[Saved data entries]
⟨

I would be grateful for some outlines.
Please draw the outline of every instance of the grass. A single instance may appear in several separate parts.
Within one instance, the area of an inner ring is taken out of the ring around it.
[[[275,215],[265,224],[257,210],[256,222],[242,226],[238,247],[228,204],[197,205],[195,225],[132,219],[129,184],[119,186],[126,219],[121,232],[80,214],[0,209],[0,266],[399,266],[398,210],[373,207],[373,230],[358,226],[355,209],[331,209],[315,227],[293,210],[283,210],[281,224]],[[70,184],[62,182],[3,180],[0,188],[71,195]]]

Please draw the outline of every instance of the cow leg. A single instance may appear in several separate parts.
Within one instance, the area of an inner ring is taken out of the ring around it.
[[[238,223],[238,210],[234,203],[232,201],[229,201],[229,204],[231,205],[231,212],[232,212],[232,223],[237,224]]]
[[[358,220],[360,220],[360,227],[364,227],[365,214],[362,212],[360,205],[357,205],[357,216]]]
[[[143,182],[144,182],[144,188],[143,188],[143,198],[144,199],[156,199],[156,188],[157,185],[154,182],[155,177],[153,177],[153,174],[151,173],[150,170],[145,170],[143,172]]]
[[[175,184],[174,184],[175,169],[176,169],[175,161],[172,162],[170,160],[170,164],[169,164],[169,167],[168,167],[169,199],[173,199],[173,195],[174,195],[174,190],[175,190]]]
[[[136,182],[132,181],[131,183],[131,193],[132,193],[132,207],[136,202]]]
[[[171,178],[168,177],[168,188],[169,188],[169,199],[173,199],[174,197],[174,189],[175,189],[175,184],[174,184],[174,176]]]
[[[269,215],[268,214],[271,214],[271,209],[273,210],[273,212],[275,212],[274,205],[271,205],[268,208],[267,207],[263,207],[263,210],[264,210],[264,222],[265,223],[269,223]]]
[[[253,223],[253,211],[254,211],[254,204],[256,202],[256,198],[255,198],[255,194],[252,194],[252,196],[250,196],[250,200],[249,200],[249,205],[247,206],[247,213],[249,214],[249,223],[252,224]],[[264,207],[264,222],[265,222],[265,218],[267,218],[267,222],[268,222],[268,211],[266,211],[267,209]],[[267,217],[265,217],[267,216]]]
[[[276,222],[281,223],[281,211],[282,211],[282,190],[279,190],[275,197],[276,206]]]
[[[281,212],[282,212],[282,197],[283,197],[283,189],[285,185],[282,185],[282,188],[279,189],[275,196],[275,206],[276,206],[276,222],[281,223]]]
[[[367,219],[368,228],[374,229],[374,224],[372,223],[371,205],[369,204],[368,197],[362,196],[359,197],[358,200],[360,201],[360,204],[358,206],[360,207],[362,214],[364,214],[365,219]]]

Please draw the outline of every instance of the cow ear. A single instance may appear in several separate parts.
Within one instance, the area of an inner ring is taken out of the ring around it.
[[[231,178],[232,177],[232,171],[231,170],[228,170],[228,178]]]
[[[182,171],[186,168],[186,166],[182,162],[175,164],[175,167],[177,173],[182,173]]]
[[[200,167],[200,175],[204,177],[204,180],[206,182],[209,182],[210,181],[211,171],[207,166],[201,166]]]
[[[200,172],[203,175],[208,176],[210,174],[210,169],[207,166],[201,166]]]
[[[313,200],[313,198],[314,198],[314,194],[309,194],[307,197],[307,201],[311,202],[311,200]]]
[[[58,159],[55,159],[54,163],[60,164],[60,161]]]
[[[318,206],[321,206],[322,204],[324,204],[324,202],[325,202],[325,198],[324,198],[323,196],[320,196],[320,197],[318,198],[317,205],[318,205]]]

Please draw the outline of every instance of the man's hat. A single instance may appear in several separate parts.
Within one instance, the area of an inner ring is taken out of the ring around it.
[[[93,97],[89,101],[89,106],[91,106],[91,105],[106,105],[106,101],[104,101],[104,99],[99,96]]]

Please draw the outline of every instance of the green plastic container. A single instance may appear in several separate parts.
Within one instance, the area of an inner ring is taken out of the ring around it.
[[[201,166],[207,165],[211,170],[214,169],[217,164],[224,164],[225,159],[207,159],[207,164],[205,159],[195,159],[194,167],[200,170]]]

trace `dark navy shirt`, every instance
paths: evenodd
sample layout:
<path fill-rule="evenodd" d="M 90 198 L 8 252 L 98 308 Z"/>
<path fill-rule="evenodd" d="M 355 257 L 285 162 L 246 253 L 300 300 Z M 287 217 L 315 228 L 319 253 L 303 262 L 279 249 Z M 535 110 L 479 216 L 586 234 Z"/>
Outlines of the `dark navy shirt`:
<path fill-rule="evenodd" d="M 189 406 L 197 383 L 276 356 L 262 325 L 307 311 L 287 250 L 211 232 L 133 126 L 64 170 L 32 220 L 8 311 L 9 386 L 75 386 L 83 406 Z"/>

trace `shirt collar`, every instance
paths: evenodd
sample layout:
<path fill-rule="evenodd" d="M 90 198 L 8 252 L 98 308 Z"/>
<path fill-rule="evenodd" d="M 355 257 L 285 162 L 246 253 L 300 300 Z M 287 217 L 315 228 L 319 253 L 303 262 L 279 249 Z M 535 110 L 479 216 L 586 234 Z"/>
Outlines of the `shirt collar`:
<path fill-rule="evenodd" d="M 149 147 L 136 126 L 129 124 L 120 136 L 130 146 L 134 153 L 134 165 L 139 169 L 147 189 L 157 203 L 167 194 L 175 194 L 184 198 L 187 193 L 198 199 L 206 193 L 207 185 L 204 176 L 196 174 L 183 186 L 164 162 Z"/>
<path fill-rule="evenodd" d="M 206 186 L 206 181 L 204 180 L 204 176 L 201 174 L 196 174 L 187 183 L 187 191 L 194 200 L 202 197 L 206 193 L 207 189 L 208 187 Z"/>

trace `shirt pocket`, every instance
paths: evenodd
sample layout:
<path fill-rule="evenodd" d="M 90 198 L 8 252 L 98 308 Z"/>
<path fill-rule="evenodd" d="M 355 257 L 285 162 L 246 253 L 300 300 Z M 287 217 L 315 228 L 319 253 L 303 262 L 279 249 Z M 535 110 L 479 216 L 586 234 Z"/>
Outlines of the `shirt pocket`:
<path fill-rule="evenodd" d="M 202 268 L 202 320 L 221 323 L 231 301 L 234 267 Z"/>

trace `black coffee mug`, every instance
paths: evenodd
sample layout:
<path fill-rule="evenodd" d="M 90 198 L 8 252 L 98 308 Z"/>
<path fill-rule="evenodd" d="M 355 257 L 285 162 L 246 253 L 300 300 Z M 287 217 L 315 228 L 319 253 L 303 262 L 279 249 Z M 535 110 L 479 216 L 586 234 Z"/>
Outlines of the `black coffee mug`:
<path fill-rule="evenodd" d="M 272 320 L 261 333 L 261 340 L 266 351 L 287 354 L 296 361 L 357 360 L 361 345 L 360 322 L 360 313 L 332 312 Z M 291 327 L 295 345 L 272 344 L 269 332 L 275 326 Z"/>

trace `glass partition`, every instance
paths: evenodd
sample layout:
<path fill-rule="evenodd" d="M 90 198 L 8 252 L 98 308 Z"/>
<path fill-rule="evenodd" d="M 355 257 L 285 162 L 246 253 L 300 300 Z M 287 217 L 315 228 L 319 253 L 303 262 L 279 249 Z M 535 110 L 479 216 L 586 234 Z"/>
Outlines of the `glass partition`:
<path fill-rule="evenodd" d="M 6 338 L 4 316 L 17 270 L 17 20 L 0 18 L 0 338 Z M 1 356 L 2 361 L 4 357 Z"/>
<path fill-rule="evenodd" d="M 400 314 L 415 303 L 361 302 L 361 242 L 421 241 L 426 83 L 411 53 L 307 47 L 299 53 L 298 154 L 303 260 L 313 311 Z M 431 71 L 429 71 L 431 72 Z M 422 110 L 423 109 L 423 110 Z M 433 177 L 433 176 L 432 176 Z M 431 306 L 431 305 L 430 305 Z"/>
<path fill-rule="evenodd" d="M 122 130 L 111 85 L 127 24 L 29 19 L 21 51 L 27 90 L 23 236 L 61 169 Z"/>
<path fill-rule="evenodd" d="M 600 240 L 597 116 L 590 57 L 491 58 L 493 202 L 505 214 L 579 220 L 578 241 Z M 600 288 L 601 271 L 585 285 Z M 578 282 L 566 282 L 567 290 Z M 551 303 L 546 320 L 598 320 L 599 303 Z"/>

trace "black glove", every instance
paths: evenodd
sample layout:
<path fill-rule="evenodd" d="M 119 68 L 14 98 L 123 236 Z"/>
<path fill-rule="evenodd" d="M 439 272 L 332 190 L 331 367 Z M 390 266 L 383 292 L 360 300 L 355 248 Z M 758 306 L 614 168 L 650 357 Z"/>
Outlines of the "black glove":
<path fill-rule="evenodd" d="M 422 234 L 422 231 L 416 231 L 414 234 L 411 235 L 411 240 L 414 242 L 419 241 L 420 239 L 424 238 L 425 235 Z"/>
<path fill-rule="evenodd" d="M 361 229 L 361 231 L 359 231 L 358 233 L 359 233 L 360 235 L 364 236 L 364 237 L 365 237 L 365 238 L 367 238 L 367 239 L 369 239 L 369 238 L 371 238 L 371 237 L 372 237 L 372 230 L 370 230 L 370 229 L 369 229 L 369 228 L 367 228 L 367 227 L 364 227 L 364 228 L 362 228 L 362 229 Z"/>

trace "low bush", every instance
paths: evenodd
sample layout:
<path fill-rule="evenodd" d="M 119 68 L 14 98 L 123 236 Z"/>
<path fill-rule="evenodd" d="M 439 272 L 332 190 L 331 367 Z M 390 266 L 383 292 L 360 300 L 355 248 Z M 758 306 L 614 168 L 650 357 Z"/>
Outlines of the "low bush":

⟩

AIM OF THE TASK: Wherever "draw" occurs in the entries above, copy the line it sits on.

ANSWER FOR THE TASK:
Please draw the outline of every instance of the grass. A single instance may appear in several separate parts.
Please draw the outline of every instance of the cow leg. A single instance may appear in several separate parts.
Please draw the outline of every instance of the cow ear. A single instance may appear in several separate parts.
Please draw the outline of every instance of the man's hat. A single instance may appear in several separate parts.
Please draw the outline of every instance of the green plastic container. A single instance may appear in several separate parts.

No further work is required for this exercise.